**Dataset**
────────────────────
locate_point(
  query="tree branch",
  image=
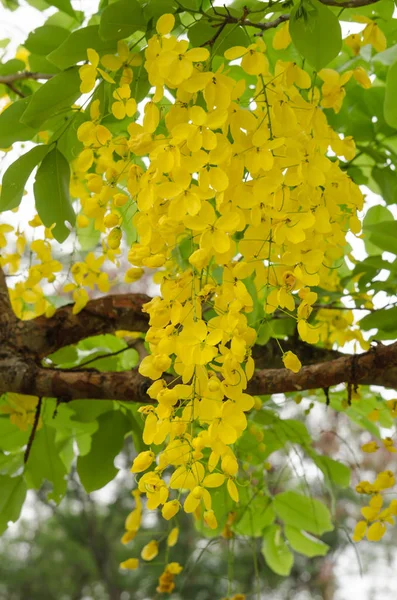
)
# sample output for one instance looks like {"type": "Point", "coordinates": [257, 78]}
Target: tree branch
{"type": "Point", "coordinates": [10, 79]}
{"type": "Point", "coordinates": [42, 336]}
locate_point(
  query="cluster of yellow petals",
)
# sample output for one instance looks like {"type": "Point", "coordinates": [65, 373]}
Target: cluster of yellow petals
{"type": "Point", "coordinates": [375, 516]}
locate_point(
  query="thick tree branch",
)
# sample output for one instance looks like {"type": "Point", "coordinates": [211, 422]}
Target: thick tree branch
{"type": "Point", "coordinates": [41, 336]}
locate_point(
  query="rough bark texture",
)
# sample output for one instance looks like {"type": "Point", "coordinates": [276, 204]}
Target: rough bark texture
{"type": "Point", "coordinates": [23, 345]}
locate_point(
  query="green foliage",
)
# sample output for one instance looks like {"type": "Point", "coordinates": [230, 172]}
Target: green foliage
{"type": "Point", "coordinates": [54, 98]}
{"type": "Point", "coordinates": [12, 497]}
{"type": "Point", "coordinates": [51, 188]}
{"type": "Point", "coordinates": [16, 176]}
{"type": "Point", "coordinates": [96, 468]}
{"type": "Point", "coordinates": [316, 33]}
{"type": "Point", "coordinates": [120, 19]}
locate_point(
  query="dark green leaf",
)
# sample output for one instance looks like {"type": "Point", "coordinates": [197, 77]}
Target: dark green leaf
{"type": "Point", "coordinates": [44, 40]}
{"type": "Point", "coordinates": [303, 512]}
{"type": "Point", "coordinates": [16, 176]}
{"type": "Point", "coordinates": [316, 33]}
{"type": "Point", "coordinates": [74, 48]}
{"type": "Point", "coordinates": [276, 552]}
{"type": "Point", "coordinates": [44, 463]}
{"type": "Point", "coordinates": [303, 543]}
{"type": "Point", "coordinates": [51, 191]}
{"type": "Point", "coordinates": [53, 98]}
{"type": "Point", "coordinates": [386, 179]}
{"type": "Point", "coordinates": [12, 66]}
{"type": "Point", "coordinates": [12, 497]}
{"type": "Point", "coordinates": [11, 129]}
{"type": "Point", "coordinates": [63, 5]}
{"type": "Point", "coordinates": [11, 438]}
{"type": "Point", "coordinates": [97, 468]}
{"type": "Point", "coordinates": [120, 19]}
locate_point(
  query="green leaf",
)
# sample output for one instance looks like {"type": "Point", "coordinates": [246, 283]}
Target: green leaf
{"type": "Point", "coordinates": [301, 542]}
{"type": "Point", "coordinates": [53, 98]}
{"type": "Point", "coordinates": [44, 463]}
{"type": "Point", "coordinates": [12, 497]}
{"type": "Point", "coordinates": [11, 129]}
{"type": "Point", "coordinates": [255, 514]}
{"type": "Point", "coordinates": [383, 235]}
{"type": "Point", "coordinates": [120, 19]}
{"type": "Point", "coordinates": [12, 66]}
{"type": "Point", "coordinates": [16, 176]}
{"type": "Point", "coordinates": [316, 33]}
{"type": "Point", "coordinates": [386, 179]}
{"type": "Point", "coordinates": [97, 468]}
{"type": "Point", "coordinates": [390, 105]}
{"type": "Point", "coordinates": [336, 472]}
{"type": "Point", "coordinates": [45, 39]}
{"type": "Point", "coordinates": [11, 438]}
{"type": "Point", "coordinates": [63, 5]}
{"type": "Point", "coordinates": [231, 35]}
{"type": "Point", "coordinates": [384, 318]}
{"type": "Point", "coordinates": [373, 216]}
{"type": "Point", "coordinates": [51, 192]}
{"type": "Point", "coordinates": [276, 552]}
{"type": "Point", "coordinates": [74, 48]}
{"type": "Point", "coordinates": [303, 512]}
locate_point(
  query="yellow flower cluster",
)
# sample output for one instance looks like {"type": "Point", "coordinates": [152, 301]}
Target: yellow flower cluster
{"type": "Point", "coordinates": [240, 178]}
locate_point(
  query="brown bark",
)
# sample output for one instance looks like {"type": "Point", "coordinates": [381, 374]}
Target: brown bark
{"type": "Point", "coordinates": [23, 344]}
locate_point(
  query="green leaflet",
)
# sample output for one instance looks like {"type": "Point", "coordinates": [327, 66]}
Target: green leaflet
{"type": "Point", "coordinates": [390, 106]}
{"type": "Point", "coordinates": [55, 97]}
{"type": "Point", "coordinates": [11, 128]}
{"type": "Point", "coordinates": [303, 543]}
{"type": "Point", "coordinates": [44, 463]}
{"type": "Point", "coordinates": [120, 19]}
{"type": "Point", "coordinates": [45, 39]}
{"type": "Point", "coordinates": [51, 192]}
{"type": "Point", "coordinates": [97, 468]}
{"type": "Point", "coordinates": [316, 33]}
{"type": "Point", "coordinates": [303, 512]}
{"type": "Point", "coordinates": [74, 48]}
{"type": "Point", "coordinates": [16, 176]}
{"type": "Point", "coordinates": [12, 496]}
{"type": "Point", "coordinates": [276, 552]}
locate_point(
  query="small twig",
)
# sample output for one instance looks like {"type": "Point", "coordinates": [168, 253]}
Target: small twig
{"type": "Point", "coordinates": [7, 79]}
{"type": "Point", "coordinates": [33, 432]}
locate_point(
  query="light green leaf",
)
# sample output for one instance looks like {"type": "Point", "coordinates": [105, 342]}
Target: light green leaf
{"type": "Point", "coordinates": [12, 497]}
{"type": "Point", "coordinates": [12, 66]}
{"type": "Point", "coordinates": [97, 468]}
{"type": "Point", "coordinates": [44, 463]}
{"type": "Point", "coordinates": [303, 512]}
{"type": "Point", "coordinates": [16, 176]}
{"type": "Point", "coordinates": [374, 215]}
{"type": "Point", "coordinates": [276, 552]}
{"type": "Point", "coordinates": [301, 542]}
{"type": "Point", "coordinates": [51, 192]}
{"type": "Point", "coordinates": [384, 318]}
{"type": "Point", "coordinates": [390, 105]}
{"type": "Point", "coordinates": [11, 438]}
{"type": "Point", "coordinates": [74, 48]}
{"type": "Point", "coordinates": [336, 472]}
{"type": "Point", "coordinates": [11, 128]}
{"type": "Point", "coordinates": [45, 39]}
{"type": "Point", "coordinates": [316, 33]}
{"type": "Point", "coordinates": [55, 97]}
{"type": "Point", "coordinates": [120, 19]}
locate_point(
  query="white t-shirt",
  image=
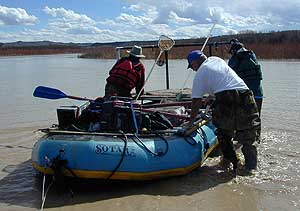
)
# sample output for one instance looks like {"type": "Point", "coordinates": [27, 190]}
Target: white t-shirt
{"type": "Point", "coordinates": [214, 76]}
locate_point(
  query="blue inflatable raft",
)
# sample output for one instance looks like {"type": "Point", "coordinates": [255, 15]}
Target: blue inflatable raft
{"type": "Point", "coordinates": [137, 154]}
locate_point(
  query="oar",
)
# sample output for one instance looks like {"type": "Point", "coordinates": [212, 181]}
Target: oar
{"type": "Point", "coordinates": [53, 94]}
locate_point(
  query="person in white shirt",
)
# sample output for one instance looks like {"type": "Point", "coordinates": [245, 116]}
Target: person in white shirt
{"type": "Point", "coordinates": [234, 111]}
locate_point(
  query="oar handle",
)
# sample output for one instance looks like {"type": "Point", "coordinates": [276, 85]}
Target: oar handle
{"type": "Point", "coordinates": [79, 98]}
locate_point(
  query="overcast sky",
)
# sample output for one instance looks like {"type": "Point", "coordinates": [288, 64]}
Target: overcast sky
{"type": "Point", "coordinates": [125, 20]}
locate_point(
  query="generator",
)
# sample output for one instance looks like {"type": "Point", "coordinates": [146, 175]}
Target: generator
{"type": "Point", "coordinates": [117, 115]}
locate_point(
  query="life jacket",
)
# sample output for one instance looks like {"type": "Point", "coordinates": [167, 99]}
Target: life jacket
────────────────────
**Directions**
Keep the pictures out of the copy and return the rest of the data above exactly.

**Exercise solution**
locate_point(
  query="tree branch",
  image=
)
# sample output for one instance looks like {"type": "Point", "coordinates": [257, 78]}
Target: tree branch
{"type": "Point", "coordinates": [10, 79]}
{"type": "Point", "coordinates": [42, 336]}
locate_point(
  query="cluster of yellow petals",
)
# sample output for one instance looks like {"type": "Point", "coordinates": [65, 373]}
Target: cluster of yellow petals
{"type": "Point", "coordinates": [375, 516]}
locate_point(
  query="thick tree branch",
)
# sample output for one instance looks like {"type": "Point", "coordinates": [211, 422]}
Target: thick tree branch
{"type": "Point", "coordinates": [41, 336]}
locate_point(
  query="rough bark texture",
)
# sample output for one instance looks like {"type": "Point", "coordinates": [276, 204]}
Target: rough bark texture
{"type": "Point", "coordinates": [23, 345]}
locate_point(
  query="green foliage",
)
# sample output for one instance looks like {"type": "Point", "coordinates": [230, 172]}
Target: green foliage
{"type": "Point", "coordinates": [54, 98]}
{"type": "Point", "coordinates": [12, 497]}
{"type": "Point", "coordinates": [51, 188]}
{"type": "Point", "coordinates": [16, 176]}
{"type": "Point", "coordinates": [96, 468]}
{"type": "Point", "coordinates": [316, 33]}
{"type": "Point", "coordinates": [120, 19]}
locate_point(
  query="dark green leaf",
)
# sample output for one instance looks like {"type": "Point", "coordinates": [197, 77]}
Target: dark green leaf
{"type": "Point", "coordinates": [44, 40]}
{"type": "Point", "coordinates": [303, 512]}
{"type": "Point", "coordinates": [16, 176]}
{"type": "Point", "coordinates": [316, 33]}
{"type": "Point", "coordinates": [74, 48]}
{"type": "Point", "coordinates": [276, 552]}
{"type": "Point", "coordinates": [44, 463]}
{"type": "Point", "coordinates": [303, 543]}
{"type": "Point", "coordinates": [51, 191]}
{"type": "Point", "coordinates": [53, 98]}
{"type": "Point", "coordinates": [386, 179]}
{"type": "Point", "coordinates": [12, 66]}
{"type": "Point", "coordinates": [12, 497]}
{"type": "Point", "coordinates": [11, 129]}
{"type": "Point", "coordinates": [63, 5]}
{"type": "Point", "coordinates": [11, 438]}
{"type": "Point", "coordinates": [97, 468]}
{"type": "Point", "coordinates": [120, 19]}
locate_point(
  query="green leaf",
)
# sample output for one instance looks like {"type": "Point", "coordinates": [246, 283]}
Target: green leaf
{"type": "Point", "coordinates": [301, 542]}
{"type": "Point", "coordinates": [53, 98]}
{"type": "Point", "coordinates": [44, 463]}
{"type": "Point", "coordinates": [12, 497]}
{"type": "Point", "coordinates": [11, 129]}
{"type": "Point", "coordinates": [255, 514]}
{"type": "Point", "coordinates": [383, 235]}
{"type": "Point", "coordinates": [120, 19]}
{"type": "Point", "coordinates": [12, 66]}
{"type": "Point", "coordinates": [16, 176]}
{"type": "Point", "coordinates": [316, 33]}
{"type": "Point", "coordinates": [386, 179]}
{"type": "Point", "coordinates": [97, 468]}
{"type": "Point", "coordinates": [390, 105]}
{"type": "Point", "coordinates": [336, 472]}
{"type": "Point", "coordinates": [45, 39]}
{"type": "Point", "coordinates": [11, 438]}
{"type": "Point", "coordinates": [63, 5]}
{"type": "Point", "coordinates": [231, 35]}
{"type": "Point", "coordinates": [384, 318]}
{"type": "Point", "coordinates": [373, 216]}
{"type": "Point", "coordinates": [51, 192]}
{"type": "Point", "coordinates": [276, 552]}
{"type": "Point", "coordinates": [74, 48]}
{"type": "Point", "coordinates": [303, 512]}
locate_point(
  query="yellow flower cluster",
)
# sample output for one instance looks like {"type": "Point", "coordinates": [152, 301]}
Target: yellow flower cluster
{"type": "Point", "coordinates": [240, 178]}
locate_point(
  query="brown bark",
)
# sample output for one instance looks like {"type": "Point", "coordinates": [381, 374]}
Target: brown bark
{"type": "Point", "coordinates": [23, 344]}
locate_point(
  query="green leaflet",
)
# sample output for one instance looks like {"type": "Point", "coordinates": [327, 66]}
Target: green leaflet
{"type": "Point", "coordinates": [390, 106]}
{"type": "Point", "coordinates": [55, 97]}
{"type": "Point", "coordinates": [11, 128]}
{"type": "Point", "coordinates": [303, 543]}
{"type": "Point", "coordinates": [44, 463]}
{"type": "Point", "coordinates": [120, 19]}
{"type": "Point", "coordinates": [45, 39]}
{"type": "Point", "coordinates": [51, 192]}
{"type": "Point", "coordinates": [97, 468]}
{"type": "Point", "coordinates": [316, 33]}
{"type": "Point", "coordinates": [303, 512]}
{"type": "Point", "coordinates": [74, 48]}
{"type": "Point", "coordinates": [16, 176]}
{"type": "Point", "coordinates": [12, 496]}
{"type": "Point", "coordinates": [276, 552]}
locate_point(
  query="small twig",
)
# sample output for one instance looks like {"type": "Point", "coordinates": [168, 253]}
Target: small twig
{"type": "Point", "coordinates": [7, 79]}
{"type": "Point", "coordinates": [33, 432]}
locate_point(
  query="light green leaf",
)
# sample output for one instance looks like {"type": "Point", "coordinates": [105, 342]}
Target: light green leaf
{"type": "Point", "coordinates": [12, 497]}
{"type": "Point", "coordinates": [12, 66]}
{"type": "Point", "coordinates": [97, 468]}
{"type": "Point", "coordinates": [44, 463]}
{"type": "Point", "coordinates": [303, 512]}
{"type": "Point", "coordinates": [16, 176]}
{"type": "Point", "coordinates": [374, 215]}
{"type": "Point", "coordinates": [276, 552]}
{"type": "Point", "coordinates": [301, 542]}
{"type": "Point", "coordinates": [51, 192]}
{"type": "Point", "coordinates": [384, 318]}
{"type": "Point", "coordinates": [390, 105]}
{"type": "Point", "coordinates": [11, 438]}
{"type": "Point", "coordinates": [74, 48]}
{"type": "Point", "coordinates": [336, 472]}
{"type": "Point", "coordinates": [11, 128]}
{"type": "Point", "coordinates": [45, 39]}
{"type": "Point", "coordinates": [316, 33]}
{"type": "Point", "coordinates": [55, 97]}
{"type": "Point", "coordinates": [120, 19]}
locate_point(
  query="white t-shirt",
  image=
)
# sample output for one instance looks like {"type": "Point", "coordinates": [27, 190]}
Target: white t-shirt
{"type": "Point", "coordinates": [214, 76]}
locate_point(
  query="blue inflatable raft",
)
# sample output for one instance looks like {"type": "Point", "coordinates": [255, 15]}
Target: blue inflatable raft
{"type": "Point", "coordinates": [137, 154]}
locate_point(
  query="oar",
)
# sample output for one instance looks like {"type": "Point", "coordinates": [212, 181]}
Target: oar
{"type": "Point", "coordinates": [53, 94]}
locate_point(
  query="person in white shirt",
)
# sample output for one instance looks like {"type": "Point", "coordinates": [245, 116]}
Target: person in white shirt
{"type": "Point", "coordinates": [234, 111]}
locate_point(
  query="oar handle",
)
# sample output for one instance looks like {"type": "Point", "coordinates": [276, 85]}
Target: oar handle
{"type": "Point", "coordinates": [79, 98]}
locate_point(
  query="overcast sky",
)
# sample output for one instance looks like {"type": "Point", "coordinates": [288, 64]}
Target: overcast sky
{"type": "Point", "coordinates": [125, 20]}
locate_point(
  query="generator",
)
# sample output for one instance looks like {"type": "Point", "coordinates": [146, 175]}
Target: generator
{"type": "Point", "coordinates": [117, 115]}
locate_point(
  query="life jacket",
)
# sample output for one instance looks like {"type": "Point", "coordinates": [167, 99]}
Target: life jacket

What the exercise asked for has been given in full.